* **Work required**:
Select every line of the records that contains the string "green", treating uppercase and lowercase letters as distinct.
^^^^^^^^^^^^^^^^
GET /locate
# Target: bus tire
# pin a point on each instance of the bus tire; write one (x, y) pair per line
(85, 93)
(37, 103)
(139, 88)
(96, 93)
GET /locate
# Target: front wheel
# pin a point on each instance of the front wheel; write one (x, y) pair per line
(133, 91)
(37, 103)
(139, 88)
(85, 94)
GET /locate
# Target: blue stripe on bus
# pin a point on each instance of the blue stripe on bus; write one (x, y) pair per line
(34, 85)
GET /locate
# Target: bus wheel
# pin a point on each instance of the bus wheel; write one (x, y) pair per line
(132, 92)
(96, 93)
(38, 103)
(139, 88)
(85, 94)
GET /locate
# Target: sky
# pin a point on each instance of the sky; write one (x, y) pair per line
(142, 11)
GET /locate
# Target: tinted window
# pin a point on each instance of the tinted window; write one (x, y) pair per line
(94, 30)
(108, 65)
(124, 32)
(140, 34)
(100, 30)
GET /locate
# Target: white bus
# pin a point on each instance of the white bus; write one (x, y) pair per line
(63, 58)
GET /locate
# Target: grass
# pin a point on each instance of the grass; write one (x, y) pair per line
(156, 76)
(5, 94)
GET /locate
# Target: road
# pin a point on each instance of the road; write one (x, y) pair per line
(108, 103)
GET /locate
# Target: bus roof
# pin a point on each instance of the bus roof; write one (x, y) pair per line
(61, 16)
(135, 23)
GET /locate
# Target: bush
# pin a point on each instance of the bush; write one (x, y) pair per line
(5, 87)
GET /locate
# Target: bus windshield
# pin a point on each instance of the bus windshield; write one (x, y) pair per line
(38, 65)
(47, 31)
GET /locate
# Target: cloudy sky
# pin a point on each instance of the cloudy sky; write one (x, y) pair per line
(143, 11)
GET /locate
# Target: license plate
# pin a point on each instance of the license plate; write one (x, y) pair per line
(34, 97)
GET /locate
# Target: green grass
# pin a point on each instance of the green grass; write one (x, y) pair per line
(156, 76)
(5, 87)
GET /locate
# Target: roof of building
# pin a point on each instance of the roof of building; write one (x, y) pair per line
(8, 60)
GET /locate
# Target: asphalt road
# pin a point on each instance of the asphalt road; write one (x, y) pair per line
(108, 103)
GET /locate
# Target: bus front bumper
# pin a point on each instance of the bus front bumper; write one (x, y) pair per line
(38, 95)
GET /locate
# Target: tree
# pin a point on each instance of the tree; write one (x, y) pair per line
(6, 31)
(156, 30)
^^^^^^^^^^^^^^^^
* **Task output**:
# Target: green grass
# pin a point on each instance of the green grass; write one (x, y) pair per line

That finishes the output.